Today we are in Puerto Chicama, a Peruvian fishing port famous for its left-hand point break (you can surf a 2 meter wave for up to 3.2 kilometers).  We are parked in a little garden next to the beach across from the El Hombre hostel, where The Man himself, a local surfing legend who now spends most of the year presiding over the scene from his patio, is off in Hawaii visiting his children for Thanksgiving.  He left the place in charge of his grandson, who gave us the keys to the hottest showers we've had in South America.  We can see the perfect breakers from the van window, and hear the surf in our sleep.   We are thankful to be here, and thankful that the traditions we love continue on this year without us.

Today we will celebrate with our version of local traditions.  We will eat rice and an onion and maybe corn.  We may break out the grill, cook a fish in the cactus garden and set up the table in the van tonight.  We will raise a glass and think of the people we love celebrating in the ways we remember, and feel thankful.


* http://www.sfgate.com/cgi-bin/article.cgi?file=/chronicle/archive/2006/11/23/DDGLBMHPBM1.DTL

No photos this time, Internet too slow.


 

Wednesday, November 19, 2014

Into Peru



After two weeks in Cuenca, we left for Peru in two separate vehicles.  Yipee!  Our first day was an 8-hour marathon complete with border crossing.  The sky was darkening as we left the border for Tumbes, and by the time we hit the hive of three wheeled moto-taxis swarming the Friday night of Tumbes, it was oh-dark-thirty, as my brother would say. 


Like all bad dreams, these moto-taxis look pretty harmless in the daytime, but on our first exhausted night, they were terrifying!

We made our way to the first petrol station on the Pan American highway in Tumbes.  It took a pep talk from a nice young Peruvian at a truck stop (and Luc on the radio) to get me to cross the divided highway and back up the other side about a half a kilometer to the only hotel that didn’t require us to drive into town.  I think if the van hadn’t fit under the gate, I would have just lain down in the middle of the highway and cried.  I’m sure no one would have been able to distinguish me from the unmarked speed bumps in the road.

* Stated goal a
Count the lines of the records that contain the string "segment", matching case exactly, and reply with only that number.
The text and the records have nothing to do with each other.

* Exercise material

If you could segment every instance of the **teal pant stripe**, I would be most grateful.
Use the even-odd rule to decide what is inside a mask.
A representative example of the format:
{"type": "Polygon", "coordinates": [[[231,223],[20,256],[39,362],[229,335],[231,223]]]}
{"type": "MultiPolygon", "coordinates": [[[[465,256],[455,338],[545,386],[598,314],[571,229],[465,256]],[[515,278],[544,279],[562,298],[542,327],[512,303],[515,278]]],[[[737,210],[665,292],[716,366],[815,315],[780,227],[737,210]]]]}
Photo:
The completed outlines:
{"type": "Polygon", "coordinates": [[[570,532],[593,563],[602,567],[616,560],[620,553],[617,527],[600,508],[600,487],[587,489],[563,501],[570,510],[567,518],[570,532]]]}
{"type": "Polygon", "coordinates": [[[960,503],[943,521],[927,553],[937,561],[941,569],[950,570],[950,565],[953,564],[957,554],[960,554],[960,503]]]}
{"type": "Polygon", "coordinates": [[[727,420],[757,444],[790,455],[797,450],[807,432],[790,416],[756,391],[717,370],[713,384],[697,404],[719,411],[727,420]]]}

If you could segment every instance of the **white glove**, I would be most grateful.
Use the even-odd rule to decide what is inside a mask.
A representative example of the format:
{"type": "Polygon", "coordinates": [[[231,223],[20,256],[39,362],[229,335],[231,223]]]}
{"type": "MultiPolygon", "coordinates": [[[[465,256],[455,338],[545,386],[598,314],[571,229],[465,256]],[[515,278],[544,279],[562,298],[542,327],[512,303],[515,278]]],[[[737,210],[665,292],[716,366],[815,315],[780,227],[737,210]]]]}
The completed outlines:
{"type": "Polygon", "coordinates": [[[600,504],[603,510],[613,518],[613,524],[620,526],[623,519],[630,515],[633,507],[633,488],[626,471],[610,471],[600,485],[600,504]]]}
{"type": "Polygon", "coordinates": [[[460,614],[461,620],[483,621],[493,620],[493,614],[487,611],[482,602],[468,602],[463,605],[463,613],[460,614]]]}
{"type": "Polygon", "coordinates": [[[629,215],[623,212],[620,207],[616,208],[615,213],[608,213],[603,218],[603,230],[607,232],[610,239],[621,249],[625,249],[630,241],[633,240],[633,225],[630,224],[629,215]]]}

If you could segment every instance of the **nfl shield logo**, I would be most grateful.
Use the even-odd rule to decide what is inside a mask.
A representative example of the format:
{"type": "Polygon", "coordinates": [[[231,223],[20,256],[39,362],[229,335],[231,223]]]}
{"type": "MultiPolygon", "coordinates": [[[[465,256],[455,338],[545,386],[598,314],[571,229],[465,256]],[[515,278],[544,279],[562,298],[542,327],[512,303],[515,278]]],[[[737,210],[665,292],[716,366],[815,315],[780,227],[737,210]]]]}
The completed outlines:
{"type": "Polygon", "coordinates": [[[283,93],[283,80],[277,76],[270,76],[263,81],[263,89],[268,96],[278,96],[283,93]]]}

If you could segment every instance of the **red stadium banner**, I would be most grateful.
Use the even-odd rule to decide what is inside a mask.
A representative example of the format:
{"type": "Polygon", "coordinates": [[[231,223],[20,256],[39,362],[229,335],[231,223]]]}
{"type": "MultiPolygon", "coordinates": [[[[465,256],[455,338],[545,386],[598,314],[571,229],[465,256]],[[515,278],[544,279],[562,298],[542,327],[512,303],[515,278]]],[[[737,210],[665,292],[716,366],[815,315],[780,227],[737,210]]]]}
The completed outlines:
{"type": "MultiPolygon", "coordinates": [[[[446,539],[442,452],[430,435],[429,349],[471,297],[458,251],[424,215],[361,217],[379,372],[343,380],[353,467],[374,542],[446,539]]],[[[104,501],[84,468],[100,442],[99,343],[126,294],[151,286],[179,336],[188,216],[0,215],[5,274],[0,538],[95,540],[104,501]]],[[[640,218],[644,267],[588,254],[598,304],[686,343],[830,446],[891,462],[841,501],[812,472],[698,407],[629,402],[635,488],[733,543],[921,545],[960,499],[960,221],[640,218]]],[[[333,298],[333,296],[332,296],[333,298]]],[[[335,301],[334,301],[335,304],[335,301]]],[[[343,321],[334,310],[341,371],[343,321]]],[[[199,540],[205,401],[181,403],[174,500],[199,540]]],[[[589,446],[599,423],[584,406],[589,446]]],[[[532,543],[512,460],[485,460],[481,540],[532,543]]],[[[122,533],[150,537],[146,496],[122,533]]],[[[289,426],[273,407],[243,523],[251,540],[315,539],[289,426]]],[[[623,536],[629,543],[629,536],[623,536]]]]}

* Stated goal b
Rewrite the Peru travel text from "After two weeks" to "brother would say.", changing "marathon" to "slog".

* Exercise answer a
4

* Exercise answer b
After two weeks in Cuenca, we left for Peru in two separate vehicles.  Yipee!  Our first day was an 8-hour slog complete with border crossing.  The sky was darkening as we left the border for Tumbes, and by the time we hit the hive of three wheeled moto-taxis swarming the Friday night of Tumbes, it was oh-dark-thirty, as my brother would say.